*练习题目 1*.
请把这段模型部署说明中从“MAX_REPLICA_COUNT：此部”开始、一直到“TRAFFIC_SPLIT_MODEL_N：已部署模型 ID 密钥的流量拆分百分比值。”为止的部分原样抄写下来。

::::::::::

MAX_REPLICA_COUNT：此部署的节点数上限。节点数可根据推理负载的需要而增加或减少，直至达到此节点数并且绝不会少于节点数下限。
REQUIRED_REPLICA_COUNT：可选。此部署被标记为成功所需的节点数。必须大于或等于 1，且小于或等于节点数下限。如果未指定，则默认值为节点数量下限。
TRAFFIC_SPLIT_THIS_MODEL：流向此端点的要路由到使用此操作部署的模型的预测流量百分比。默认值为 100。所有流量百分比之和必须为 100。详细了解流量拆分。
DEPLOYED_MODEL_ID_N：可选。如果将其他模型部署到此端点，您必须更新其流量拆分百分比，以便所有百分比之和等于 100。
TRAFFIC_SPLIT_MODEL_N：已部署模型 ID 密钥的流量拆分百分比值。
PROJECT_NUMBER：自动生成的项目编号

HTTP 方法和网址：

POST https://LOCATION_ID-aiplatform.googleapis.com/v1/projects/PROJECT_ID/locations/LOCATION_ID/endpoints/ENDPOINT_ID:deployModel

请求 JSON 正文：

{
  "deployedModel": {
    "model": "projects/PROJECT/locations/us-central1/models/MODEL_ID",
    "displayName": "DEPLOYED_MODEL_NAME",
    "dedicatedResources": {
       "machineSpec": {
         "machineType": "MACHINE_TYPE",
         "acceleratorType": "ACCELERATOR_TYPE",
         "acceleratorCount": "ACCELERATOR_COUNT"
       },
       "minReplicaCount": MIN_REPLICA_COUNT,
       "maxReplicaCount": MAX_REPLICA_COUNT,
       "requiredReplicaCount": REQUIRED_REPLICA_COUNT
     },
  },
  "trafficSplit": {
    "0": TRAFFIC_SPLIT_THIS_MODEL,
    "DEPLOYED_MODEL_ID_1": TRAFFIC_SPLIT_MODEL_1,
    "DEPLOYED_MODEL_ID_2": TRAFFIC_SPLIT_MODEL_2
  },
}

如需发送您的请求，请展开以下选项之一：

curl（Linux、macOS 或 Cloud Shell）

将请求正文保存在名为 request.json 的文件中，然后执行以下命令：

curl -X POST \
     -H "Authorization: Bearer $(gcloud auth print-access-token)" \
     -H "Content-Type: application/json; charset=utf-8" \
     -d @request.json \
     "https://LOCATION_ID-aiplatform.googleapis.com/v1/projects/PROJECT_ID/locations/LOCATION_ID/endpoints/ENDPOINT_ID:deployModel"

PowerShell (Windows)

注意：以下命令假定您已使用您的用户账号通过运行 gcloud init 或 gcloud auth login 登录 gcloud CLI。您可以运行 gcloud auth list 来检查当前活跃的账号。

::::::::::

*练习题目 2*.
请将下方数据集条目中从含有“Target: metal fence”的那一行开始、一直到条目末尾的各行输出为 Markdown 表格，两列依次为“序号”和“内容”，首尾两行均包括在内，空行不列入。

(关于物体位置的数据集条目)
::::::::::

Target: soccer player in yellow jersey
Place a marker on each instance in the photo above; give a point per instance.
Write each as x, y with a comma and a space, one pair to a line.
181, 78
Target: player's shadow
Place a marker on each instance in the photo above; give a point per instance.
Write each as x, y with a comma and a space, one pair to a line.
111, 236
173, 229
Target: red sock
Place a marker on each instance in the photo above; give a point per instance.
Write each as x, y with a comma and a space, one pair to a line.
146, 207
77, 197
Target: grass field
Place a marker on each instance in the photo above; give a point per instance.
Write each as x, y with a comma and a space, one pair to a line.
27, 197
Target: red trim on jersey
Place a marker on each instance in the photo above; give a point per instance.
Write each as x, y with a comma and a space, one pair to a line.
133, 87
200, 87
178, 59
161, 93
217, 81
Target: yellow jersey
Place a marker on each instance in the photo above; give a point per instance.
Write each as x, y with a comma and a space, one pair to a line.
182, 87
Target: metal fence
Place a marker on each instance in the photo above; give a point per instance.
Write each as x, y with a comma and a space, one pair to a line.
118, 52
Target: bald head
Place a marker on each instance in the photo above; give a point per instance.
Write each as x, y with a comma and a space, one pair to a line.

::::::::::

*参考答案 1*.
MAX_REPLICA_COUNT：此部署的节点数上限。节点数可根据推理负载的需要而增加或减少，直至达到此节点数并且绝不会少于节点数下限。
REQUIRED_REPLICA_COUNT：可选。此部署被标记为成功所需的节点数。必须大于或等于 1，且小于或等于节点数下限。如果未指定，则默认值为节点数量下限。
TRAFFIC_SPLIT_THIS_MODEL：流向此端点的要路由到使用此操作部署的模型的预测流量百分比。默认值为 100。所有流量百分比之和必须为 100。详细了解流量拆分。
DEPLOYED_MODEL_ID_N：可选。如果将其他模型部署到此端点，您必须更新其流量拆分百分比，以便所有百分比之和等于 100。
TRAFFIC_SPLIT_MODEL_N：已部署模型 ID 密钥的流量拆分百分比值。

*参考答案 2*.
| 序号 | 内容 |
|---|---|
| 1 | Target: metal fence |
| 2 | Place a marker on each instance in the photo above; give a point per instance. |
| 3 | Write each as x, y with a comma and a space, one pair to a line. |
| 4 | 118, 52 |
| 5 | Target: bald head |
| 6 | Place a marker on each instance in the photo above; give a point per instance. |
| 7 | Write each as x, y with a comma and a space, one pair to a line. |